腎を労る
2月2日は節分でしたね。節分といえば「豆まき」ですが、東洋医学の五行説では豆は腎に該当し、腎気を補うとされています。
腎は西洋医学の腎臓機能のほか、身体を温めたり、水分代謝や生殖機能にも関わっています。また、生まれた時から備わっている「先天の気」を蓄えています。これは両親から受け継いだ気で、年齢と共に減少していき、徐々に腎の機能が弱まる「腎虚」の状態になります。
例えば、皮膚に艶がない、白髪、目のかすみ、頻尿、耳が遠い等の症状は腎虚によるものです。また、水分代謝が低下すると老廃物を溜め込み、脂肪が体内に滞るようになります。これがいわゆる中年太りです。
また、実年齢より老けて見える人には理由があります。若い頃から夜遅くまで、お酒を飲む等といった不摂生を繰り返していると、腎気をすり減らして老化が進みます。さらに、見た目だけでなく身体のバランスにも不調和が生じ、体調を崩したり、更年期の症状が強く現れたりもします。
そこで、加齢により衰えた腎を補う食養生ですが、一般的に言われているクルミや黒ゴマ、黒豆や山芋も勿論良いのですが、私のお勧めは“上質”の味噌です。「医者に金を払うよりも味噌屋に払え」は昔の格言ですが、豆は身体の水捌けを良くし腎を補う食品であり、塩は身体の余分な水分を小便で出してくれる。つまり豆+塩で腎が補われ、その結果として身体が温まるのです。だから寒い地方の人はよく食べていたのですね。ただし、塩分を含む物は食べ過ぎると血が粘って血圧が上がるのでご注意を。ちなみに砂糖は余分な水分を蓄え身体を冷やし、腎を弱くしますから摂りすぎは塩分以上に注意が必要です。
もともと腎が弱い体質の人は腰、膝、耳、泌尿器系、呼吸器系にトラブルを抱えやすくなります。当院では、そんな患者さんに腎経にある27のツボを使って腎気を補い、水分代謝をよくする施術を行っています。そのせいでしょうか、施術後にトイレを借りて帰る患者さんも多いです。
食養生と当院の施術で腎を補い、若々しくありたいものですね。

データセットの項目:
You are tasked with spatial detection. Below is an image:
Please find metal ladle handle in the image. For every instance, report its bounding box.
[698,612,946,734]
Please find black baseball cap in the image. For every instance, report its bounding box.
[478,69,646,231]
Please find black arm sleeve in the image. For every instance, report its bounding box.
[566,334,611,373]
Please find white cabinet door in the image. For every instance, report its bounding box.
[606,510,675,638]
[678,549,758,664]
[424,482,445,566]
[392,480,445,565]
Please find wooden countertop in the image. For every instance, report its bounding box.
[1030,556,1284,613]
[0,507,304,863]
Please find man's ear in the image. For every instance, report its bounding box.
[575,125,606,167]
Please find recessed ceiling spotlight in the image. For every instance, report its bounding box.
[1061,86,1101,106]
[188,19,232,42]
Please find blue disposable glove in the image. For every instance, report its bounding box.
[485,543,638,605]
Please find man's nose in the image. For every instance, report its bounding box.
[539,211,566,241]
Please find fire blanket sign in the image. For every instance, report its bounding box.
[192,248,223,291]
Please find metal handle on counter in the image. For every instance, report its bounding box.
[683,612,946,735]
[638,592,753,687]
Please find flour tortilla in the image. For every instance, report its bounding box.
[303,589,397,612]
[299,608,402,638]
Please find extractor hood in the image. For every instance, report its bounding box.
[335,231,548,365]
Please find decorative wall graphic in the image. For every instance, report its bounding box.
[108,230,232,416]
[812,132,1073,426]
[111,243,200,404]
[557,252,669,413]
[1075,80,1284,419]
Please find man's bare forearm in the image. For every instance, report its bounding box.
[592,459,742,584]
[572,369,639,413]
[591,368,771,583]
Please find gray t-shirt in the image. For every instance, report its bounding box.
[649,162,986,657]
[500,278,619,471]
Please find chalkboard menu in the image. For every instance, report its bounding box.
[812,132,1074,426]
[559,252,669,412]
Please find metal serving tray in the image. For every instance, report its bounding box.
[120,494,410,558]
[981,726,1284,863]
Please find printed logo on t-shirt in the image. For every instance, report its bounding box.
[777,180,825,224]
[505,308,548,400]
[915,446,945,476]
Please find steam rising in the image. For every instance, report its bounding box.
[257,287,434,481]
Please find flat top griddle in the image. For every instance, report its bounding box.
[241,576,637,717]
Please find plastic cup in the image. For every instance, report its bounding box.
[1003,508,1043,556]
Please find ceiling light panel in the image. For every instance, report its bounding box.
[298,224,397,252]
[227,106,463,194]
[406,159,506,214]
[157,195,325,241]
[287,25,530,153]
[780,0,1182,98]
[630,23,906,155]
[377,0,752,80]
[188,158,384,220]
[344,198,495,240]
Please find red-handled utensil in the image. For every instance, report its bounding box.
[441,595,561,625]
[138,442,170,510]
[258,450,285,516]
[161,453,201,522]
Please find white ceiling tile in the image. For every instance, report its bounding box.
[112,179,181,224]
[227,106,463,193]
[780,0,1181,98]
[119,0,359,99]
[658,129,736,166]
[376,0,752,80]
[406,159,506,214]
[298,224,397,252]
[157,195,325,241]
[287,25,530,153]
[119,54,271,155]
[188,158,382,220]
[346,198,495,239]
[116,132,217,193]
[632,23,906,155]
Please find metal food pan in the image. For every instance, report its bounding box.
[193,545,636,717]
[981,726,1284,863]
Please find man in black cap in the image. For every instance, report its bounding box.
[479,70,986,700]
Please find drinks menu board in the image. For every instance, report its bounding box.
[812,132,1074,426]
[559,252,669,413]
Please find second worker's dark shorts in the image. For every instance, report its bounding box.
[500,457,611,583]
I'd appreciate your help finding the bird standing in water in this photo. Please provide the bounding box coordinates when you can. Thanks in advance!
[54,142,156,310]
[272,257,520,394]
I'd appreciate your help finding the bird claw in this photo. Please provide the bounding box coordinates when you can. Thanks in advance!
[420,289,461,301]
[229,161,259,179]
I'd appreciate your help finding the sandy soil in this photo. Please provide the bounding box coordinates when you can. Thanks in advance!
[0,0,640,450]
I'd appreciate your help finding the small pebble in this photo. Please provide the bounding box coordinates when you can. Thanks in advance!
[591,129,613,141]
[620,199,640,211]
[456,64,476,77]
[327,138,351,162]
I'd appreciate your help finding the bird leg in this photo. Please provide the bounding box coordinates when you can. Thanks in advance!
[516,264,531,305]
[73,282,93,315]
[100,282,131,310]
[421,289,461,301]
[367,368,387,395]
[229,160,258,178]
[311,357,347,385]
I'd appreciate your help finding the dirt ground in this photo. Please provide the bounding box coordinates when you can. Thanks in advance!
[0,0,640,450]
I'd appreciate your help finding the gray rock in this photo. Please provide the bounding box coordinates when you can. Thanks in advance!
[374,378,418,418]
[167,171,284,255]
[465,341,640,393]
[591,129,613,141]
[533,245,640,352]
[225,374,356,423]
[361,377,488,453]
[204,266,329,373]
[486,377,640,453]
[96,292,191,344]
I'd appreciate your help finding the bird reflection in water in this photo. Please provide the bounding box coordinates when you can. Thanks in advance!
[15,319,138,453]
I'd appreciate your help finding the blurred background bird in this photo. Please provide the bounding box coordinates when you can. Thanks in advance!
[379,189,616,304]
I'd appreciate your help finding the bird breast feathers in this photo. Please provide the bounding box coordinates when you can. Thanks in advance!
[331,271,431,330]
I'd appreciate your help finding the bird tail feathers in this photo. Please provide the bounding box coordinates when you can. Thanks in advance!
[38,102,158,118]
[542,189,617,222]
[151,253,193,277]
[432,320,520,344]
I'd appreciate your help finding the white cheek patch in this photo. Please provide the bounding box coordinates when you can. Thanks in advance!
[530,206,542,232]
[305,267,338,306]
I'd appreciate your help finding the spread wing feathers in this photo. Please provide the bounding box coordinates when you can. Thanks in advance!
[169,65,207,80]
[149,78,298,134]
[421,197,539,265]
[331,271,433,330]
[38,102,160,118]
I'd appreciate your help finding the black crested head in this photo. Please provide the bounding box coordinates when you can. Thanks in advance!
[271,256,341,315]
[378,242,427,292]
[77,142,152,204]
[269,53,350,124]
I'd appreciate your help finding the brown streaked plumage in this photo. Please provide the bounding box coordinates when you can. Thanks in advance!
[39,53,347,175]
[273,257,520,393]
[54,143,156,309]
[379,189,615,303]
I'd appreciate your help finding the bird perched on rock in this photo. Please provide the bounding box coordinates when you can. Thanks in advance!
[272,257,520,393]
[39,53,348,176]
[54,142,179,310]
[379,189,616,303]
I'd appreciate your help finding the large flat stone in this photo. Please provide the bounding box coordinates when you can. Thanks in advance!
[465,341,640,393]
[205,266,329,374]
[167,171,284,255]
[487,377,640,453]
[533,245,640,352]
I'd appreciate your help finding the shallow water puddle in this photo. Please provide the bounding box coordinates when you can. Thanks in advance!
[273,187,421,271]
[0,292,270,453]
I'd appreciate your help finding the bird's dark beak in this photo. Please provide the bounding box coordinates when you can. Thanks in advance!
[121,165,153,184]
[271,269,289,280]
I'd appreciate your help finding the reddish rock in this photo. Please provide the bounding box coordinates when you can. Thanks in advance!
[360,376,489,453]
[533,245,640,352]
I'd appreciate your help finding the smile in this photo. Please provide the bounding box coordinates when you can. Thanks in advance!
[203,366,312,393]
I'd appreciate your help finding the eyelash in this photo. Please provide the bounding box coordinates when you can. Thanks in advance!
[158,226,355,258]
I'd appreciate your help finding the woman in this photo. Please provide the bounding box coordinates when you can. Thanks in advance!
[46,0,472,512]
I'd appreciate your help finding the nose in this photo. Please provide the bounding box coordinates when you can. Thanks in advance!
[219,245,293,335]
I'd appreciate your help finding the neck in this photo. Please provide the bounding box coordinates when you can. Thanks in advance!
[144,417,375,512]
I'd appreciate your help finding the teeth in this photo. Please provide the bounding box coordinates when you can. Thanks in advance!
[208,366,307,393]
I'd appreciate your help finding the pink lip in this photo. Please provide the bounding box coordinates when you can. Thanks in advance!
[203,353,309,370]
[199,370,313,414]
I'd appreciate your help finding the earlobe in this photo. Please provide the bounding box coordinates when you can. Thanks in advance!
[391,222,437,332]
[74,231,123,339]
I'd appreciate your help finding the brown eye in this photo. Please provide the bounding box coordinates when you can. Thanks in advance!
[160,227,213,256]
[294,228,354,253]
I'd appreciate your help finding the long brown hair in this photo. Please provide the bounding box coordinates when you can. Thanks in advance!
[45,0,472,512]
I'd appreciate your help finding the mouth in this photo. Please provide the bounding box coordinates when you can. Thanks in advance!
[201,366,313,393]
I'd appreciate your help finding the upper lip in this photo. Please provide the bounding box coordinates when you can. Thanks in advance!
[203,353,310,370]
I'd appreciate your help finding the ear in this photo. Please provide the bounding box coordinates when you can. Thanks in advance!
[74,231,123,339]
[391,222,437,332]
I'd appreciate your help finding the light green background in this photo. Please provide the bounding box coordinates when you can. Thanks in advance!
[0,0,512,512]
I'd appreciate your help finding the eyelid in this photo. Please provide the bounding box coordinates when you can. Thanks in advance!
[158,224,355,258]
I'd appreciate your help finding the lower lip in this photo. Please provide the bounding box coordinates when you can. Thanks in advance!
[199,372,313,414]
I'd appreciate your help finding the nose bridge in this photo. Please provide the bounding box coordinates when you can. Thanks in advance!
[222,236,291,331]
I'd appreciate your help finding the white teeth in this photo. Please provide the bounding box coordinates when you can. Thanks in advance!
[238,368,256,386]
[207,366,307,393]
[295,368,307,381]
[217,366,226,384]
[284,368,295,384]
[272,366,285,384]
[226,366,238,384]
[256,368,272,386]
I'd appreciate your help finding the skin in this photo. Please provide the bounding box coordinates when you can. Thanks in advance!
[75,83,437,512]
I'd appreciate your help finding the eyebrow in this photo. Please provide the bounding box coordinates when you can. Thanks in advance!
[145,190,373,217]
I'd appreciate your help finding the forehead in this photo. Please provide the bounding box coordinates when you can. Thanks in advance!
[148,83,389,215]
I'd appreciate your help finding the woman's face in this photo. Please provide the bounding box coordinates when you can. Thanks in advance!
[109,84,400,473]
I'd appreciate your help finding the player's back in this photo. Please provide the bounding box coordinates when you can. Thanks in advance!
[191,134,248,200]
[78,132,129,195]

- 課題内容 -
文書の抜粋の中で、加齢で衰えた腎を補う食養生として筆者が勧めている食品を答えてください。

- 記述回答 -
"上質"の味噌です。